WORK TASK. Nothing but the lines from the one with "</instance>" through the last line of the data should be restated, each word for word.

INFORMATION.
○ ○ ○

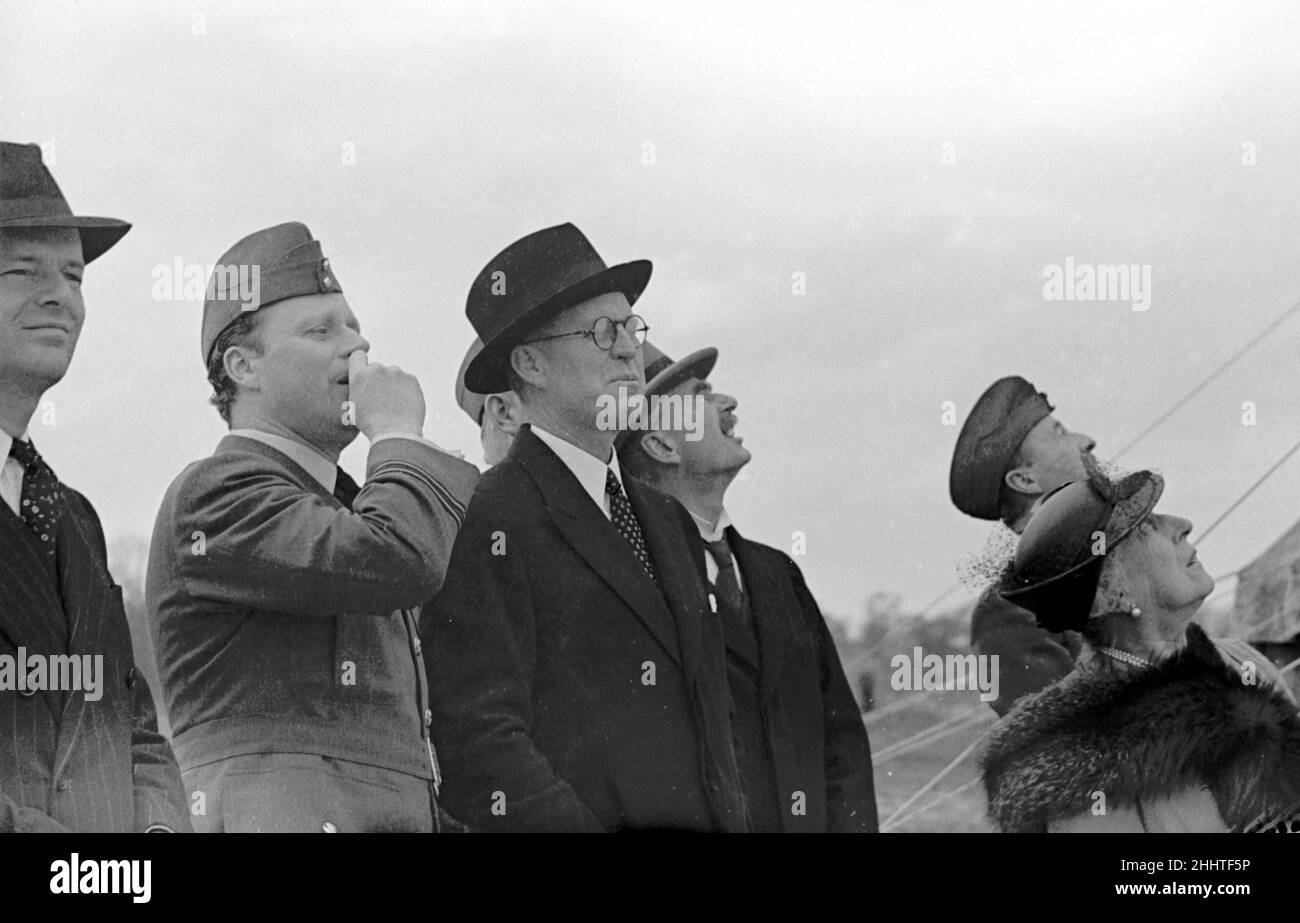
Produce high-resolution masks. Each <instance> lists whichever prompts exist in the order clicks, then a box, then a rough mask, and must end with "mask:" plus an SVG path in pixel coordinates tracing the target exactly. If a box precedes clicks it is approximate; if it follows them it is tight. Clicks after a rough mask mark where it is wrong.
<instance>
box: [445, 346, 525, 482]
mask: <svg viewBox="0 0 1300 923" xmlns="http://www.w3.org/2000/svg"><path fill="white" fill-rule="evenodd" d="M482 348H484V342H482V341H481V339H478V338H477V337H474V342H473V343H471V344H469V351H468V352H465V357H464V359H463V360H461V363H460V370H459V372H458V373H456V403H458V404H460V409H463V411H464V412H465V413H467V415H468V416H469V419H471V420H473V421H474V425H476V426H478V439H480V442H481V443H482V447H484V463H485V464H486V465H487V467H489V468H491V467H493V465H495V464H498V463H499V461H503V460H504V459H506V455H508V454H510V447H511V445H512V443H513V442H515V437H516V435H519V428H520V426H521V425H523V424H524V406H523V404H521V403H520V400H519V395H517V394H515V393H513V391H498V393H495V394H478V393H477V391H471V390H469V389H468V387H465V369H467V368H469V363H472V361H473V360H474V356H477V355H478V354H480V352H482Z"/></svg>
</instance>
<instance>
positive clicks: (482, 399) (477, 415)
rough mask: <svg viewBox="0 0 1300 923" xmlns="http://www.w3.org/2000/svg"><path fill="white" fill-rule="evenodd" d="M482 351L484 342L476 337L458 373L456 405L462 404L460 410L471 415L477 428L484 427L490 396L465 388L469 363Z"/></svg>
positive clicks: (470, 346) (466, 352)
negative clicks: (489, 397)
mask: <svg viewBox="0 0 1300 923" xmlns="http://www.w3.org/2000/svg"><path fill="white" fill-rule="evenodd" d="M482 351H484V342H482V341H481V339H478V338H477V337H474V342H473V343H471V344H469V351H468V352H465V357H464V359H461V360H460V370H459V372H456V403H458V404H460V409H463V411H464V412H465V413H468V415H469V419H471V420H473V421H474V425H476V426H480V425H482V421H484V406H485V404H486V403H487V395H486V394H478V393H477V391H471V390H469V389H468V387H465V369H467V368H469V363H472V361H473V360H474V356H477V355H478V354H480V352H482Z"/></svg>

○ ○ ○

ANSWER FOR THE TASK.
</instance>
<instance>
positive clicks: (482, 399) (477, 415)
rough mask: <svg viewBox="0 0 1300 923" xmlns="http://www.w3.org/2000/svg"><path fill="white" fill-rule="evenodd" d="M482 351L484 342L476 337L458 373L456 405L462 404L460 410L471 415L477 428L484 427L490 396L465 388L469 363Z"/></svg>
positive clicks: (470, 346) (466, 352)
negative clicks: (489, 397)
mask: <svg viewBox="0 0 1300 923" xmlns="http://www.w3.org/2000/svg"><path fill="white" fill-rule="evenodd" d="M482 351H484V342H482V341H481V339H478V338H477V337H474V342H473V343H471V344H469V351H468V352H465V357H464V359H461V360H460V370H459V372H456V403H458V404H460V409H463V411H464V412H465V413H468V415H469V419H471V420H473V421H474V425H476V426H480V425H482V421H484V406H485V404H486V403H487V395H486V394H478V393H477V391H471V390H469V389H468V387H465V369H467V368H469V363H472V361H473V360H474V356H477V355H478V354H480V352H482Z"/></svg>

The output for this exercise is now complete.